Referring expression data:
------------------------

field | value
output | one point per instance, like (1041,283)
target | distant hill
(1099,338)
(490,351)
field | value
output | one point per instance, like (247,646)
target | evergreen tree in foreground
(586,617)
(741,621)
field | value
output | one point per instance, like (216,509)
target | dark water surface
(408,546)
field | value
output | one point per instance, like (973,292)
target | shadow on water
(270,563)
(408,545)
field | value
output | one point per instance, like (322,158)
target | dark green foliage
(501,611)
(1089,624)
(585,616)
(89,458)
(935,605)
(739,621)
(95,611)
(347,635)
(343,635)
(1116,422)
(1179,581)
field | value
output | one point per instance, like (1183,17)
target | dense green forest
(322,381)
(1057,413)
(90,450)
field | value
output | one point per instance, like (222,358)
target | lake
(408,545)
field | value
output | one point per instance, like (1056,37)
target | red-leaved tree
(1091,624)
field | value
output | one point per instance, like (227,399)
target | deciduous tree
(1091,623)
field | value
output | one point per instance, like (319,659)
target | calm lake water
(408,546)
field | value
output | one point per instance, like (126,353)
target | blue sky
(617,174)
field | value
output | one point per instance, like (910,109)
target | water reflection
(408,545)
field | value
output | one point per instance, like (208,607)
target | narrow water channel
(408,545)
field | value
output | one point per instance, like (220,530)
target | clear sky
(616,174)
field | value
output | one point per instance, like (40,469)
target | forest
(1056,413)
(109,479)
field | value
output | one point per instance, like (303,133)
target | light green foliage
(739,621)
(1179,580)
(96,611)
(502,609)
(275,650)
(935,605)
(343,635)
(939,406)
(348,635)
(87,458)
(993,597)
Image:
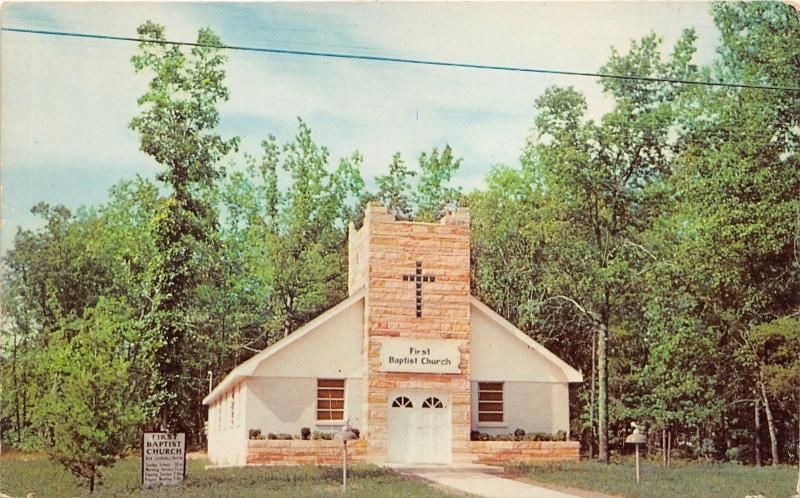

------------------------

WHAT TO PRODUCE
Output the entries above verbatim, with no picture included.

TASK RESULT
field | value
output | one point per instance, like (1041,283)
target | distant hill
(1099,338)
(490,351)
field | value
output | one point per instance, like (247,646)
target | evergreen tree in foreground
(586,617)
(741,621)
field | value
output | one point per instance, like (216,509)
target | dark water surface
(408,546)
field | value
output | one point per instance, like (973,292)
target | shadow on water
(270,563)
(408,545)
field | value
output | one point per instance, like (322,158)
target | dark green foliage
(501,611)
(1089,624)
(585,616)
(89,458)
(935,605)
(739,621)
(95,611)
(347,635)
(343,635)
(1116,422)
(1179,581)
field | value
output | one point per instance, like (1183,17)
target | dense green forest
(322,381)
(1057,413)
(90,450)
field | value
output | one point per instance, like (222,358)
target | lake
(408,545)
field | value
output | one point per instance, like (1056,37)
target | red-leaved tree
(1091,624)
field | value
output | one point per instance, like (227,399)
target | deciduous tree
(1091,623)
field | value
output | one point per instance, like (319,659)
target | calm lake water
(408,546)
field | value
output | one point per instance, like (126,353)
target | blue sky
(617,174)
field | value
output | one point per instance, like (910,109)
target | water reflection
(408,545)
field | value
output | one point per instance, like (208,607)
target | narrow water channel
(408,545)
field | value
output | one point per instance, like (220,530)
target | clear sky
(616,174)
field | value
output | one point per instance, like (40,469)
target | forest
(1056,413)
(109,479)
field | value
output | one point per instance, like (303,133)
target | light green foliage
(739,621)
(1179,580)
(96,611)
(502,609)
(275,650)
(935,605)
(343,635)
(939,406)
(348,635)
(87,458)
(993,597)
Image:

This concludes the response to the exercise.